*Exercise requirements:*
1: Retype the commentary on Abe's reforms between "A stock indicator" and "the consumers eat?", inclusive, without changing anything.
2: In the commentary on Abe's reforms, which sector have some hedge funds chosen to invest in?
3: Check each statement against the commentary on Abe's reforms. Answer yes or no, and quote the words from the text that settle it.
(a) The article "Looking Beyond Yen in Japan" appeared in The Wall Street Journal.
(b) The author expects the short-term boom to end soon.
(c) Otagaki advises foreign investors to concentrate on the large exporting companies.

*Extract provided:*
BEGIN
Abe’s Three Arrows: shooting investors right in their hearts

Japan looks bullish as Prime Minister Shinzo Abe rolls out reforms to stimulate the country after a decade-long economic stagnation. In an article on The Wall Street Journal “Looking Beyond Yen in Japan” Yumi Otagaki suggest that now is the prime time for foreign investors to look beyond the familiar selection of exporting giants (Toyota, Sony, etc.), and focus instead on small/midsize domestic companies. Though this assessment has some merit, the article risks being too optimistic. First and foremost, it’s yet unknown how effective the reform will really be in the long term. In particular, there are questions about the true drive behind Japan’s recent market recovery. Is it due organic industry growth, or is it the effect of a national hype following Abe’s bold promises?

A stock indicator board in Tokyo (image taken from The Wall Street Journal)

Never the less, my analysis shows that the short term boom will continue, during which small businesses will experience growth as the domestic market revitalizes. But at the same time investors must be extra careful about these small companies’ realistic worth so as not to be caught in a bubble as share prices spike above their true value. Moreover, only newly emerging industries will continue to benefit from sustainable growth after the immediate effect of the new reform wears off. Some hedge funds have smartly chosen to invest in Japan’s medical services given the country’s aging population. I think the organic foods industry might also also a good bet. In a wealthy and increasingly health conscious nation, what will the consumers eat?
END
*Dataset records:*
BEGIN
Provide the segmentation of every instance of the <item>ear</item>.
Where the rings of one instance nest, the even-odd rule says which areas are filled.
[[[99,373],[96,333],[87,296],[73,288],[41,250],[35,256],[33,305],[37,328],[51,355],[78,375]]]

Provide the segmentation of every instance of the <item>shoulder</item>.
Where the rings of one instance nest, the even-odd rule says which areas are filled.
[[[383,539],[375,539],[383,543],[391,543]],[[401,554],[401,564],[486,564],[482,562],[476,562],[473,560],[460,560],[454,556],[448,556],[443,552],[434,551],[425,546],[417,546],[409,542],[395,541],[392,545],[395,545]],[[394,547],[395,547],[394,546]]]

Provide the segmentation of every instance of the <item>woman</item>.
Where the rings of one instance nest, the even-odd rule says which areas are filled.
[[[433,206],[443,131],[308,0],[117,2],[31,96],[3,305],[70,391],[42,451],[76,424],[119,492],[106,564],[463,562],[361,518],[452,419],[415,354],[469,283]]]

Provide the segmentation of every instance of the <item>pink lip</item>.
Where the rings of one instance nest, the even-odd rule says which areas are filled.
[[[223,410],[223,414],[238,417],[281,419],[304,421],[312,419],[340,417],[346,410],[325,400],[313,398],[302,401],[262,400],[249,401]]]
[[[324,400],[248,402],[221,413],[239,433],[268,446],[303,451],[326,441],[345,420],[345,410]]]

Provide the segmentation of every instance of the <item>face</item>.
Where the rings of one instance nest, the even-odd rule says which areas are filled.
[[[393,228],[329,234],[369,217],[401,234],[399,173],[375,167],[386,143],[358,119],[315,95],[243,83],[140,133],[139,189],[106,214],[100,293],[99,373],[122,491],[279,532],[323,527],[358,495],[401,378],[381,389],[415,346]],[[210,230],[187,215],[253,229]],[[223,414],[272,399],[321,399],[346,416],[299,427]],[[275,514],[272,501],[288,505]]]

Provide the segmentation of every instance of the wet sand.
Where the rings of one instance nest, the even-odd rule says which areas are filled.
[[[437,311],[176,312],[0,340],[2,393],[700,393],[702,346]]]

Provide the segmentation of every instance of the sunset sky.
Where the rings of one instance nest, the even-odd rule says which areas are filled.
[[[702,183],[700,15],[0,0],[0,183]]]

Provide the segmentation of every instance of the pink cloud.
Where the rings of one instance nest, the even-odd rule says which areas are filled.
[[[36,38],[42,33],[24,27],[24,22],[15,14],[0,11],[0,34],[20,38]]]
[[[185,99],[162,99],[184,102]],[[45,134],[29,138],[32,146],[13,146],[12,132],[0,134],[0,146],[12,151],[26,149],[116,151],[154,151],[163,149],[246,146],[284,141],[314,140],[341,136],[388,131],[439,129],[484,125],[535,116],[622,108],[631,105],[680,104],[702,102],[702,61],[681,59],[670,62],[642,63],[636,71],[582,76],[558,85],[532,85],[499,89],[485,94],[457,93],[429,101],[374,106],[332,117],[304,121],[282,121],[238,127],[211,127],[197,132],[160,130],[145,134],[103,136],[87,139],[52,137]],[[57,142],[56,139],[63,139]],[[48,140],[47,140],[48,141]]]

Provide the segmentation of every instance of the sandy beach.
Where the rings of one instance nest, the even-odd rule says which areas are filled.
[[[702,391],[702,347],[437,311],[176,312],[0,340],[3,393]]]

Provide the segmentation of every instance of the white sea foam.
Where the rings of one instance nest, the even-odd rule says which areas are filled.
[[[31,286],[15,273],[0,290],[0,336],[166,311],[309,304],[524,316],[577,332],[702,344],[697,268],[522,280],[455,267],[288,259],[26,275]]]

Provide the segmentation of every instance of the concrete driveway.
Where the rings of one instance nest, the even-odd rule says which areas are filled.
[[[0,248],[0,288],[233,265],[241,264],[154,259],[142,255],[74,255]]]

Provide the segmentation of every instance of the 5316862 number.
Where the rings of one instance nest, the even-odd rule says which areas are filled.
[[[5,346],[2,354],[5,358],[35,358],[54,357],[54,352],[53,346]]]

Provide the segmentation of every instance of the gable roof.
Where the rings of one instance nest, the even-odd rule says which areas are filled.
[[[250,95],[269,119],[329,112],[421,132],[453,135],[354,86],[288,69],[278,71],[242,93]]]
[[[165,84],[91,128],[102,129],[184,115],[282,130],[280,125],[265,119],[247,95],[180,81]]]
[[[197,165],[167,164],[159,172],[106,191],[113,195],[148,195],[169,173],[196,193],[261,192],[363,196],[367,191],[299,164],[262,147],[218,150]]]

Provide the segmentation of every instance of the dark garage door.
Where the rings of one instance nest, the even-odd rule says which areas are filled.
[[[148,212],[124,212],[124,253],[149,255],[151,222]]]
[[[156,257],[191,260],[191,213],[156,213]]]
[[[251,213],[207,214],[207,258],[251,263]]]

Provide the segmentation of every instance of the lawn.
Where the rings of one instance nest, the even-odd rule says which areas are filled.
END
*Solved problems:*
1:
A stock indicator board in Tokyo (image taken from The Wall Street Journal)

Never the less, my analysis shows that the short term boom will continue, during which small businesses will experience growth as the domestic market revitalizes. But at the same time investors must be extra careful about these small companies’ realistic worth so as not to be caught in a bubble as share prices spike above their true value. Moreover, only newly emerging industries will continue to benefit from sustainable growth after the immediate effect of the new reform wears off. Some hedge funds have smartly chosen to invest in Japan’s medical services given the country’s aging population. I think the organic foods industry might also also a good bet. In a wealthy and increasingly health conscious nation, what will the consumers eat?

2: Japan's medical services.

3:
(a) Yes: "In an article on The Wall Street Journal “Looking Beyond Yen in Japan”"
(b) No: "my analysis shows that the short term boom will continue"
(c) No: "look beyond the familiar selection of exporting giants (Toyota, Sony, etc.), and focus instead on small/midsize domestic companies"